- INSTRUCTION
Copy the records again from the line containing "the white plant" through the line containing "[[508, 648]]", replacing "area rug" with "carpet" and leaving everything else as it is. Return only those lines.

- INPUT

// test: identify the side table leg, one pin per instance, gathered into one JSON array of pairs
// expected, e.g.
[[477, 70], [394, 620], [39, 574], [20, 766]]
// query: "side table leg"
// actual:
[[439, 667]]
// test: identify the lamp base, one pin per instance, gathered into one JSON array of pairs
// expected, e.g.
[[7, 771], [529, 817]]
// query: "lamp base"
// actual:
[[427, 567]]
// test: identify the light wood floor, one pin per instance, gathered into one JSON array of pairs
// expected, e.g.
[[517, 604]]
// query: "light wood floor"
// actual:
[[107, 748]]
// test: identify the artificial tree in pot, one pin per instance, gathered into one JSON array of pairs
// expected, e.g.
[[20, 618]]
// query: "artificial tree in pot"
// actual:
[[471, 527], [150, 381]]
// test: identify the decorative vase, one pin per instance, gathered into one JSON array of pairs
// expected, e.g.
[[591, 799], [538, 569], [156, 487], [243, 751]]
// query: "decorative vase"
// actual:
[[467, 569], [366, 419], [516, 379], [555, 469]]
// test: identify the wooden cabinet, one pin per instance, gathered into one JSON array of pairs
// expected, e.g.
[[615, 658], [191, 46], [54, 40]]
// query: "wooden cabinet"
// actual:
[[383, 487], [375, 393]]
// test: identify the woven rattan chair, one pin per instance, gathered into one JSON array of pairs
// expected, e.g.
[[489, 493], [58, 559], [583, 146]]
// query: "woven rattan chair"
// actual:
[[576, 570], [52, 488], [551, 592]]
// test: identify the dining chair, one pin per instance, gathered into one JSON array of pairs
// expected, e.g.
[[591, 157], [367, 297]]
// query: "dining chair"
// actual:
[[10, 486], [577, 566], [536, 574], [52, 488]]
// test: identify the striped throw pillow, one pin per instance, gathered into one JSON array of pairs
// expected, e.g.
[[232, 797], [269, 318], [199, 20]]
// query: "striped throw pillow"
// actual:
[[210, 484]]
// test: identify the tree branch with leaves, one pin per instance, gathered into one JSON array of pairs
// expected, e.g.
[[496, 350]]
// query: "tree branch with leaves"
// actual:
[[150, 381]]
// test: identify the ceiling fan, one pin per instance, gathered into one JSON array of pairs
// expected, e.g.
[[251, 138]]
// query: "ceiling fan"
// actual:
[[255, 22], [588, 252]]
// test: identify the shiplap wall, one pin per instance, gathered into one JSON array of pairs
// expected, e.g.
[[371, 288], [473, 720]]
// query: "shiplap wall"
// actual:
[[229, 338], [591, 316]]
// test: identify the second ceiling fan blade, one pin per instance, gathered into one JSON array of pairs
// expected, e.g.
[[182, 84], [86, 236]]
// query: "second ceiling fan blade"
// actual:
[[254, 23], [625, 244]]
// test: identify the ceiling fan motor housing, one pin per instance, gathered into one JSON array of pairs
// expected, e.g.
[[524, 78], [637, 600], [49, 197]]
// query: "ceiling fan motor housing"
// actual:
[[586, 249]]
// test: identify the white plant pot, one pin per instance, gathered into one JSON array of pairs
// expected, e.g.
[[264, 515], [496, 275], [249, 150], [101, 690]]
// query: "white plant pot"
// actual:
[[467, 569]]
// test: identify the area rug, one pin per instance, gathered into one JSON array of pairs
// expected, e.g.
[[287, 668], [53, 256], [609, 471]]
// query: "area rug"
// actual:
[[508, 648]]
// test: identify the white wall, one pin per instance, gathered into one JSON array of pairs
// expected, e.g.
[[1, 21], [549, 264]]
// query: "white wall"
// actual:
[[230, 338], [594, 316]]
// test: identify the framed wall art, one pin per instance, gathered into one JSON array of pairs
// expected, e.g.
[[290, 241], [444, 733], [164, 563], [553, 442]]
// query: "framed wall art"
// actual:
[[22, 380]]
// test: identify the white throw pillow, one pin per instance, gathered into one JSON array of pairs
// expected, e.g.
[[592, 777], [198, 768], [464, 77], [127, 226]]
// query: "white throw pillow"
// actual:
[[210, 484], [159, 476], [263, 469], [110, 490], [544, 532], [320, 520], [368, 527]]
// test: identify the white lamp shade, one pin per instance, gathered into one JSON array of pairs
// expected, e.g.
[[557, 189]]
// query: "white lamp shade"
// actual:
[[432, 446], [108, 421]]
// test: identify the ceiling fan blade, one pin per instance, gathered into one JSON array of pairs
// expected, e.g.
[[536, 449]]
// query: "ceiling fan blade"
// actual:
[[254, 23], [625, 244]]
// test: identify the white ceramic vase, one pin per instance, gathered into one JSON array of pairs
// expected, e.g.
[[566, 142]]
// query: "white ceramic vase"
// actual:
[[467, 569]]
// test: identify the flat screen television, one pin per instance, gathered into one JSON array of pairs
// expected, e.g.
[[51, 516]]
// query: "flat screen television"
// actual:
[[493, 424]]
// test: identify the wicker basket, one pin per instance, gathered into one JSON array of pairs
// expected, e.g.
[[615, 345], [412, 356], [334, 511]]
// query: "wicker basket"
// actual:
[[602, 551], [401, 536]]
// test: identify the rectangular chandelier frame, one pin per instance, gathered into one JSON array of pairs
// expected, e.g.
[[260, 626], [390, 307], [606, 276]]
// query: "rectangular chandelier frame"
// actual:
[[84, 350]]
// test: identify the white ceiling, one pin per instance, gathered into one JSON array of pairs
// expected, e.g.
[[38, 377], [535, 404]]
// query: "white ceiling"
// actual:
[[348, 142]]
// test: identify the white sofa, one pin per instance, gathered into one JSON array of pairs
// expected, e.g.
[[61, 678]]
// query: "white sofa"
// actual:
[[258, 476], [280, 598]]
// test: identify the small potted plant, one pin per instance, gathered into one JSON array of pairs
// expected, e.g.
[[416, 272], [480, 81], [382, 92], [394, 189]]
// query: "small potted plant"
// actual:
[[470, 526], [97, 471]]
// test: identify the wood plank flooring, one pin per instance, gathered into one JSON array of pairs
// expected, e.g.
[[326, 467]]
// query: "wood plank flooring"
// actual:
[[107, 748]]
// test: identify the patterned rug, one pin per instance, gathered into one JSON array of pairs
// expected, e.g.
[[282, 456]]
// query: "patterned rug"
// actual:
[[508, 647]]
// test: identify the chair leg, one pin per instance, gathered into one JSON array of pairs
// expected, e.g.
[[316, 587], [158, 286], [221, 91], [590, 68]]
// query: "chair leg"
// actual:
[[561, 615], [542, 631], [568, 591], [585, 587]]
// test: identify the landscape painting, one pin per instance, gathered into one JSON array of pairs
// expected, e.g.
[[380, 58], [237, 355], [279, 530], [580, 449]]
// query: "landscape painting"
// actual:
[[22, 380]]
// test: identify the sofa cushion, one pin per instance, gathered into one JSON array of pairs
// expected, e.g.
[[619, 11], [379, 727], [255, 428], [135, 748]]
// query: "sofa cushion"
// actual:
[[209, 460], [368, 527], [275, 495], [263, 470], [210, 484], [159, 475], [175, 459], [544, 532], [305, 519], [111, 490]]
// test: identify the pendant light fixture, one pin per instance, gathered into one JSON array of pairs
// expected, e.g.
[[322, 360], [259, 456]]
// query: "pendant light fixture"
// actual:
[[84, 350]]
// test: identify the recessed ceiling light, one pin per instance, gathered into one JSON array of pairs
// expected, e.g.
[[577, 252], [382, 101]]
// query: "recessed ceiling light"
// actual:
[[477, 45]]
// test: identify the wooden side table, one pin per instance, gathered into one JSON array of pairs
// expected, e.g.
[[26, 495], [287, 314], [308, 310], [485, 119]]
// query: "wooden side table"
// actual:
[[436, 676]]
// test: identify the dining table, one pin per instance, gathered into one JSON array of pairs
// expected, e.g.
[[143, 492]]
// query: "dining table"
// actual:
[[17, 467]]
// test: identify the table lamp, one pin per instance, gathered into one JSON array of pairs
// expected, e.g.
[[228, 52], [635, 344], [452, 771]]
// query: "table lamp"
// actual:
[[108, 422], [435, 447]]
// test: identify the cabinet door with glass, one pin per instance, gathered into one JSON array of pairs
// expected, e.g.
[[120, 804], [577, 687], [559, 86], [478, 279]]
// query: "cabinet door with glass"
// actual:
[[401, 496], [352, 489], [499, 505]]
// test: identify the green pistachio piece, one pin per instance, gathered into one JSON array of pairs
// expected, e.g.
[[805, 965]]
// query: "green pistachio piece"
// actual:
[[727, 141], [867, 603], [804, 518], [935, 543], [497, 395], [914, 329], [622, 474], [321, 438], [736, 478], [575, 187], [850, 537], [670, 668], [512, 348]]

- SOLVED EXERCISE
// test: identify the white plant pot, one pin per instance, gathered into one JSON array of pairs
// expected, e.g.
[[264, 515], [496, 275], [249, 150], [101, 690]]
// query: "white plant pot"
// actual:
[[467, 569]]
// test: identify the carpet, one pin per instance, gathered into one JSON array of pairs
// expected, e.g.
[[287, 668], [53, 256], [609, 471]]
// query: "carpet"
// actual:
[[508, 648]]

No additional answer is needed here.